::: STUDY MATERIAL

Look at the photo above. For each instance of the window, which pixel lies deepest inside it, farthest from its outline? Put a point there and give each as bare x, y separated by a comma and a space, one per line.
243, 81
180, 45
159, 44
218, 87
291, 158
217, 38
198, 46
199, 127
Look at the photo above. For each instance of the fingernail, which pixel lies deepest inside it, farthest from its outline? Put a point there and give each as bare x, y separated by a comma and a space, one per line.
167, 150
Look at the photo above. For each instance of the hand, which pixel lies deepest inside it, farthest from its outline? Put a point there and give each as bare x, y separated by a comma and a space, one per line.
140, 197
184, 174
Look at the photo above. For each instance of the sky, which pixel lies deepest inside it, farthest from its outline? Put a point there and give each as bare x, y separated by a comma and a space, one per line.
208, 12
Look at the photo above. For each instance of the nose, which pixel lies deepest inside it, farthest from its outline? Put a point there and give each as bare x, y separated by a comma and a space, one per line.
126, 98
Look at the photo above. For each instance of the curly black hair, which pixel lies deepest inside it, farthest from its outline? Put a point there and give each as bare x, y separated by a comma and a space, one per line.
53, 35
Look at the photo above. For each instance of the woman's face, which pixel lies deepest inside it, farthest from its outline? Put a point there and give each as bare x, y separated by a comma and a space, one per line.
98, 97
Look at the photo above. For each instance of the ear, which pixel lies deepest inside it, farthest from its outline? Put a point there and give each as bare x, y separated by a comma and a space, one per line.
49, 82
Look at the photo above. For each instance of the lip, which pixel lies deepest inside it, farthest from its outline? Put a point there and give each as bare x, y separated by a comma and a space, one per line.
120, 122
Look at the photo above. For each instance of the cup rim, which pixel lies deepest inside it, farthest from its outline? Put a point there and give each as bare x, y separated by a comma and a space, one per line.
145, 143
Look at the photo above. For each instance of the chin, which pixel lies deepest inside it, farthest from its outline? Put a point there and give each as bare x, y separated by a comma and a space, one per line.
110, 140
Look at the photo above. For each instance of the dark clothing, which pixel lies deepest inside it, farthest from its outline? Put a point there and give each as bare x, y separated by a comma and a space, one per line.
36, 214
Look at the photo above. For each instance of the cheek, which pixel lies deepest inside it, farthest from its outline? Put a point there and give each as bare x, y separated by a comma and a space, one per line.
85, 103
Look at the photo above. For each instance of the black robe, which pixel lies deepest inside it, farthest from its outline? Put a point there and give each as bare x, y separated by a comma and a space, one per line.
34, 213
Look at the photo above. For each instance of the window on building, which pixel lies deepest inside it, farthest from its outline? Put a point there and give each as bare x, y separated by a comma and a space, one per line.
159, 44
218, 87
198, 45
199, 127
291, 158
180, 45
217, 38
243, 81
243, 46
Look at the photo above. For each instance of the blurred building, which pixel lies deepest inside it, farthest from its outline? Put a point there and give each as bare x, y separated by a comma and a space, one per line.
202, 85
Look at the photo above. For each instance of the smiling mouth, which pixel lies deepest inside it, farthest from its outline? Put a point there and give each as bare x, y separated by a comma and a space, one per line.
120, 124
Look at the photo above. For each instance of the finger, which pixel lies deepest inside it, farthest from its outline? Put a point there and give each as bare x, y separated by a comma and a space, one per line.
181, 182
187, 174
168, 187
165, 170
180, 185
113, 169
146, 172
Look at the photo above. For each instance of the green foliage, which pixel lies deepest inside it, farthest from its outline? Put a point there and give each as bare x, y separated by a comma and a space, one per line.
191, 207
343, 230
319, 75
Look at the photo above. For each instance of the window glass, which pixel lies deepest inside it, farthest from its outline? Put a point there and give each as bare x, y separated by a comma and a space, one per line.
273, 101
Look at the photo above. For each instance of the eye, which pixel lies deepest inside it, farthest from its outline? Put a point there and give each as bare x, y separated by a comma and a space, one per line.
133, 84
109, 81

::::::

Write out every record verbatim.

Look at the photo above. For each instance of the window, which pixel lies deepest inside it, farthest from its outline? Put a point there and give each as bare x, y separated by a comma and a space, one per line.
243, 81
180, 45
159, 44
218, 87
291, 158
217, 38
198, 46
199, 127
Look at the photo above. For each instance of the fingernail, which pixel lies deepest inside it, farthest from its outline? Put a point there and give each as bare x, y separated by a comma and a space, one per line.
167, 150
Look at the photo above. For each instance of the hand, which pixel lies deepest inside it, farthest from its outline? Put a point there and give each as bare x, y separated by a comma and a space, one per line.
140, 197
184, 174
Look at the photo above. For each instance of the sky, which pixel lies deepest inside it, farthest from its outline? Put a point there and give each as bare x, y separated by a comma and a space, one per line.
208, 12
Look at the photo above. For each instance of the nose, which pixel lies deepest inside it, farthest from its outline? Put a point there and give each as bare x, y separated by a comma and a space, one per line.
126, 98
Look at the photo above. For each instance of the curly black hair, which pixel lies deepest inside it, farthest from its outline? Put a point there and give each as bare x, y separated by a comma and a space, one per line.
53, 35
Look at the photo above. For each instance of the woman's face, which pixel lies deepest inside it, farthest from its outline? Put a point there and give each as bare x, y separated by a comma and a space, one per line.
98, 97
Look at the photo above. For each instance of the ear, which pixel lies deepest inside it, farthest from its outline? Put a point there and give each as bare x, y separated by a comma and a space, one per line.
49, 82
Look at the photo above. For each instance of the lip, which pixel lies deepest inside it, farthest from its outline? Put a point there and give each as bare x, y separated by a comma and a space, one per line.
120, 122
Look at the photo above. For each instance of the cup rim, which pixel lies deepest inside it, farthest from its outline? Put a point there and give each as bare x, y separated by a comma and a space, one per line.
145, 143
Look at the photo above. For each instance of the chin, which pixel lies deepest inside it, farthest from its outline? Put a point there and give each as bare x, y separated by a comma and a space, one per line.
110, 140
Look at the photo above. For each instance of the dark clothing, which pixel lies deepest inside it, farthest from its outline? Put a point there and give each as bare x, y separated by a comma and a space, one per line.
36, 214
Look at the photo above. For each instance of the cheek, which pixel lies deepest inside it, farthest from its outline? Put a point there and give each as bare x, y separated by a comma and a space, one per line.
85, 103
Look at the photo above. For each instance of the black robe, which pixel lies deepest inside it, farthest from its outline? Put a point there and give each as bare x, y separated by a comma and a space, one per line.
34, 213
Look at the photo above. For each instance of the window on building, which pixel lies deepest inside it, farthest from its outline? Put a point there and give each as bare x, y separated by a comma and a space, one per line.
159, 44
218, 87
198, 45
199, 127
291, 158
180, 45
217, 38
243, 81
243, 46
Look at the photo above. For each instance of the blurred building, which pixel lies deepest inside it, farthest from its outline? Put a point there and give each as bare x, y separated by a comma and a space, one per line.
202, 85
Look at the photo above. For each instance of the smiling mouth, which pixel lies deepest inside it, farthest from its outline? Put a point there and give each as bare x, y separated by a comma and a space, one per line.
120, 124
Look at the photo above. For each instance of the finger, which pixel lies deepest inside it, farthest from its outline? Put a point there and give each as bare x, y separated by a comma and a space, one per line.
181, 182
187, 174
168, 187
165, 170
180, 185
113, 169
146, 172
Look at the photo above. For each instance of the green foliage, which pixel lies deepest inside it, farthest from its outline? Put a point there and give each as bare x, y separated by a comma and a space, one per line.
191, 207
343, 230
319, 75
Look at the photo above. For each instance of the window glass, which pixel lies deepest inside it, farthest from its outline? Put a point there and give each as bare x, y separated by a comma and a space, one per line.
273, 101
Look at the photo above. For each instance of the eye, which pixel lies deepest inside it, farthest from its outline? Put a point there and give each as bare x, y separated by a comma and a space, one per line.
133, 84
109, 81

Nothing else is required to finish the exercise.